# Given task
Which lines in the listing below contain the word "mask"? Collect each one, treating uppercase and lowercase as different.

··· Records supplied ···

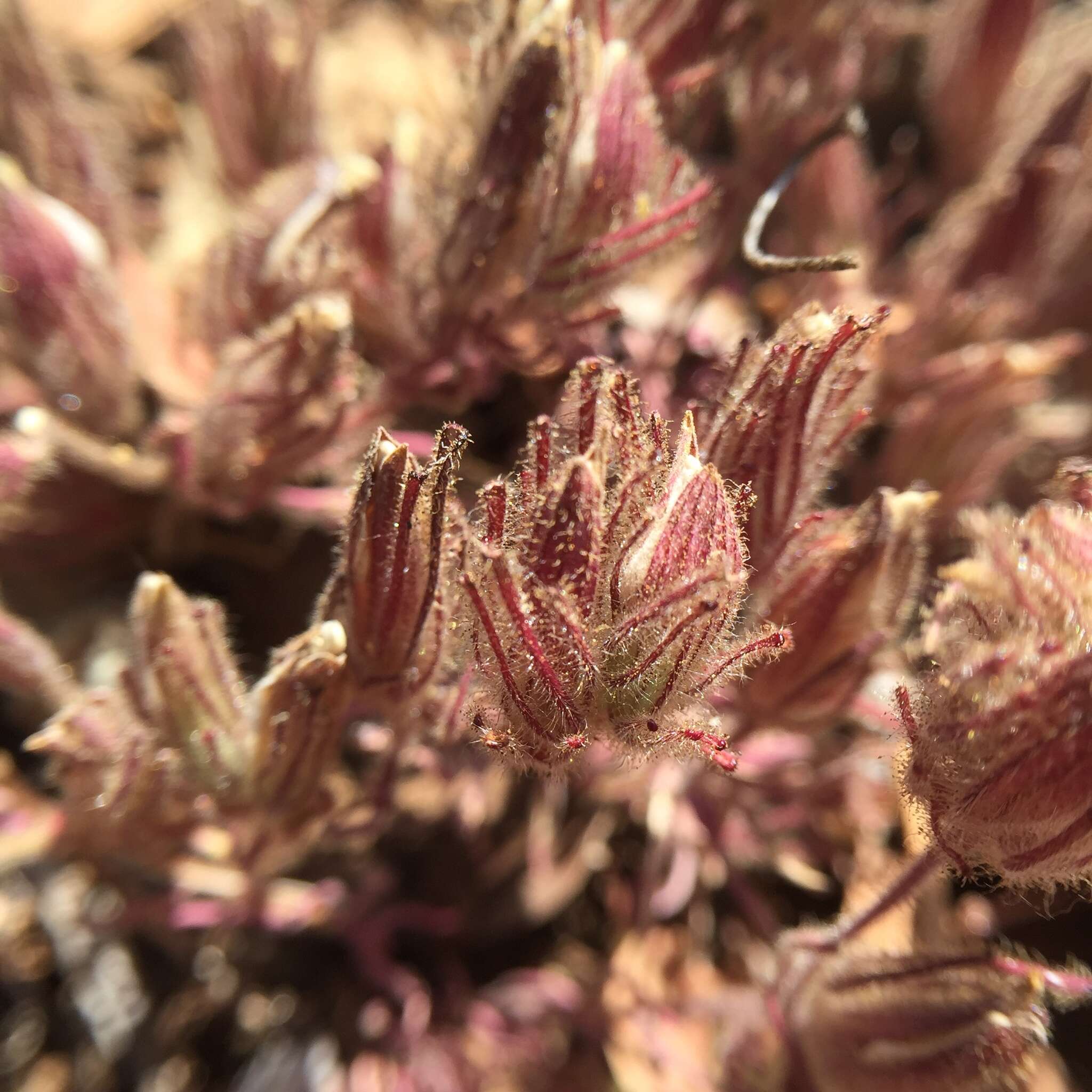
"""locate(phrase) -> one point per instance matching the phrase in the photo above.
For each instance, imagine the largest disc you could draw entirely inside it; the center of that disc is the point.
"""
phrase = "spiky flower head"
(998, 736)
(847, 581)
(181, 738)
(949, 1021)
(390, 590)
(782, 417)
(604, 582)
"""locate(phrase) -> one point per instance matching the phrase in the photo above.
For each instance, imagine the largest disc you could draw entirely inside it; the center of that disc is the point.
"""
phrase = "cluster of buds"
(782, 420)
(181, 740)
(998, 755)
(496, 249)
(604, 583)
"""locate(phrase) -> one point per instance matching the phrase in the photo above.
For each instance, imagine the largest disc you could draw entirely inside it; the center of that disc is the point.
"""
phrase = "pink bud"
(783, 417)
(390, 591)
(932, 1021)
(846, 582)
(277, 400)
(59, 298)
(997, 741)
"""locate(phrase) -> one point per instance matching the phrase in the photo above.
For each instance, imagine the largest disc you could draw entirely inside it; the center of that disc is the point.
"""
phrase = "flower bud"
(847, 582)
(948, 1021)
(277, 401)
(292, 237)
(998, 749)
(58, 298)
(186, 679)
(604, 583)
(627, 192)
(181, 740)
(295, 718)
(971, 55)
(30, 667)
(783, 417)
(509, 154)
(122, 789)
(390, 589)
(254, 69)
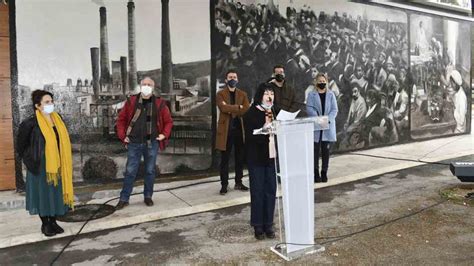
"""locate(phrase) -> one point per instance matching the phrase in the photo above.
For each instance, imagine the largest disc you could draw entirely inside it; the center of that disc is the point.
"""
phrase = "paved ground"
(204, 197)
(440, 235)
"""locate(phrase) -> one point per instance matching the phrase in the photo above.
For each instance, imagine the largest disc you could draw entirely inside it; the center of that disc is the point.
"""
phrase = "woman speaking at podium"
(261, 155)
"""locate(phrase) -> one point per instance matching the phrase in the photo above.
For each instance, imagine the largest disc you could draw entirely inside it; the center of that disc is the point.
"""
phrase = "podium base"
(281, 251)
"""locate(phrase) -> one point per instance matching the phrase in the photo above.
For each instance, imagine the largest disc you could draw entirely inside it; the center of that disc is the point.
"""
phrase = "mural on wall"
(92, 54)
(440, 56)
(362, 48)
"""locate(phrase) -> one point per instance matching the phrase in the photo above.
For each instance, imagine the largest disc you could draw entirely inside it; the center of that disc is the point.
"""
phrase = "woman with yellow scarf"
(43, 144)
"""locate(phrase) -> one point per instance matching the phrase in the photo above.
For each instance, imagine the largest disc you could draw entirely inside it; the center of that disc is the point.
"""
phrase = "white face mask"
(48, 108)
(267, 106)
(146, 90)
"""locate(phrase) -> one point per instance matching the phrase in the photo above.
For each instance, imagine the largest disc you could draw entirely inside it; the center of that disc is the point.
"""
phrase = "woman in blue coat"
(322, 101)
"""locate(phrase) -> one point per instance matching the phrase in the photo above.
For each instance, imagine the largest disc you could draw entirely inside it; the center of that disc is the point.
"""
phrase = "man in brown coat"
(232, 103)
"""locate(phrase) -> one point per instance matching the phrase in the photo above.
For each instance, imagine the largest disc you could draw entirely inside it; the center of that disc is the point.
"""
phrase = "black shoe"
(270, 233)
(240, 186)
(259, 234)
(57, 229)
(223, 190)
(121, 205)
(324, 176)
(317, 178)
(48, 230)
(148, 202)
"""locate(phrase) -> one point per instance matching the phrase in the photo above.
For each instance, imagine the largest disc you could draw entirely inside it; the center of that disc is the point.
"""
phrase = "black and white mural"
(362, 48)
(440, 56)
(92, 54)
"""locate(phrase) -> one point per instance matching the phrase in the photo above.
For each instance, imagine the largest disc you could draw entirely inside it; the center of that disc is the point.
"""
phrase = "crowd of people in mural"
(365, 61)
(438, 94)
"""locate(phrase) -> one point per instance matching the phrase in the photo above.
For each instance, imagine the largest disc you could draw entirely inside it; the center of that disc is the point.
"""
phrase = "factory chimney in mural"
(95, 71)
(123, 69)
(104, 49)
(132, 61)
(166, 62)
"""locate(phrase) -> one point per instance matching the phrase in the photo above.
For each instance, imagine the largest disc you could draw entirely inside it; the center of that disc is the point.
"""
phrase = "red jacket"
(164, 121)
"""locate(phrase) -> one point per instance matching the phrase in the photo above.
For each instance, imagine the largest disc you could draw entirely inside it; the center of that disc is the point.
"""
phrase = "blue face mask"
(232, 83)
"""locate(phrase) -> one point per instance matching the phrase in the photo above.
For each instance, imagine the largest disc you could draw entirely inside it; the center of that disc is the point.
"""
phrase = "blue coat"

···
··· Records supplied ···

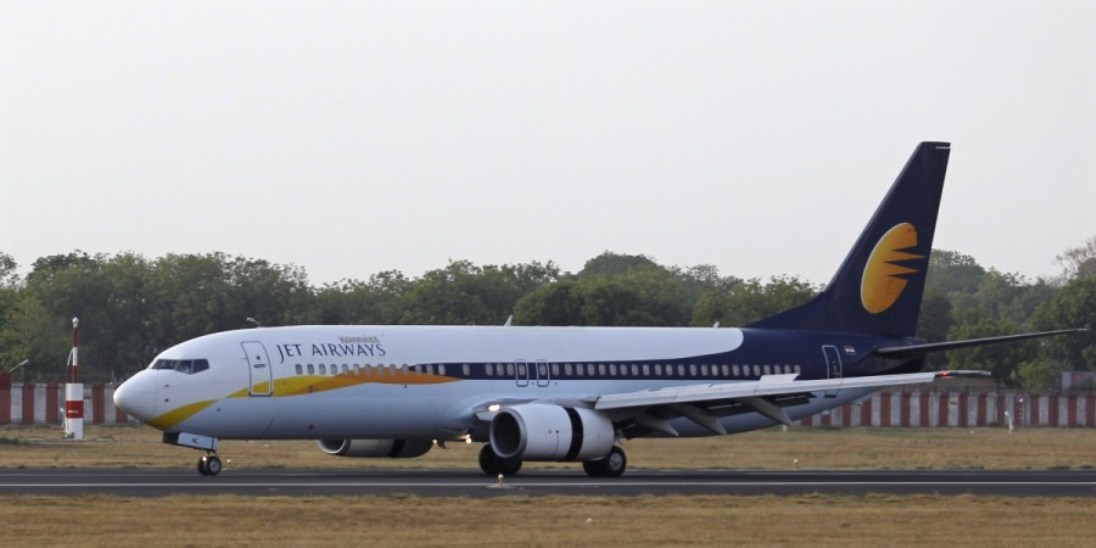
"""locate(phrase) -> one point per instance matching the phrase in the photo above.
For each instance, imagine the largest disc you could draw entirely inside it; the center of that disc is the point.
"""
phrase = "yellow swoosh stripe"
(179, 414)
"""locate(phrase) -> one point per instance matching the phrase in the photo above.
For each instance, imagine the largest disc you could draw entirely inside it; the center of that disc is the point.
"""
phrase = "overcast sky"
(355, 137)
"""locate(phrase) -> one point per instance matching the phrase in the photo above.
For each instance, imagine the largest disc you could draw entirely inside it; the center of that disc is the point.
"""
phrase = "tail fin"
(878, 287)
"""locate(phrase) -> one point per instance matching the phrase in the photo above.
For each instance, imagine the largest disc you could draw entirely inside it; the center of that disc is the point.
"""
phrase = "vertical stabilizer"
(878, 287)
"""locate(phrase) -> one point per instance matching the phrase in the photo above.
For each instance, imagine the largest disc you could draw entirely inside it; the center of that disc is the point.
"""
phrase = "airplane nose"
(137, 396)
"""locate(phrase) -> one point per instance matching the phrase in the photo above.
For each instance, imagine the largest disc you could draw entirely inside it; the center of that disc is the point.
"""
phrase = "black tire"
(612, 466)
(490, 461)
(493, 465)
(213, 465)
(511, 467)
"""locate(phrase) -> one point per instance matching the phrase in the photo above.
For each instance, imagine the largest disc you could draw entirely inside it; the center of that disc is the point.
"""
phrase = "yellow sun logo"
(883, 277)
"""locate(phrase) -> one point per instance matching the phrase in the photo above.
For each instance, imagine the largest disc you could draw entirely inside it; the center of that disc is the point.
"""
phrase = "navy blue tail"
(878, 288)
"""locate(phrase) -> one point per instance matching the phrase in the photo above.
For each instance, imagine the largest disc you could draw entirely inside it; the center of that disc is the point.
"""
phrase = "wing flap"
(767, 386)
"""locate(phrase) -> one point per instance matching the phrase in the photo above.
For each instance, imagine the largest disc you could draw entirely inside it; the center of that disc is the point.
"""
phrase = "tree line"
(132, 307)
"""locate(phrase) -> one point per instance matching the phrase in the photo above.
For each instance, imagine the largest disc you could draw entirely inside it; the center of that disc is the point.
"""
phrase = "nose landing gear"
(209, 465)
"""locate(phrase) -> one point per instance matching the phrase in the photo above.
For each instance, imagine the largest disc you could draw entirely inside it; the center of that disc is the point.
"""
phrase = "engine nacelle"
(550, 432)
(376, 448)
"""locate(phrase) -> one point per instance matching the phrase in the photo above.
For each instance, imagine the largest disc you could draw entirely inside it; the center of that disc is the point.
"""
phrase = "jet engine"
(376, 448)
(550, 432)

···

# Written answer
phrase = "white face mask"
phrase = "blue face mask"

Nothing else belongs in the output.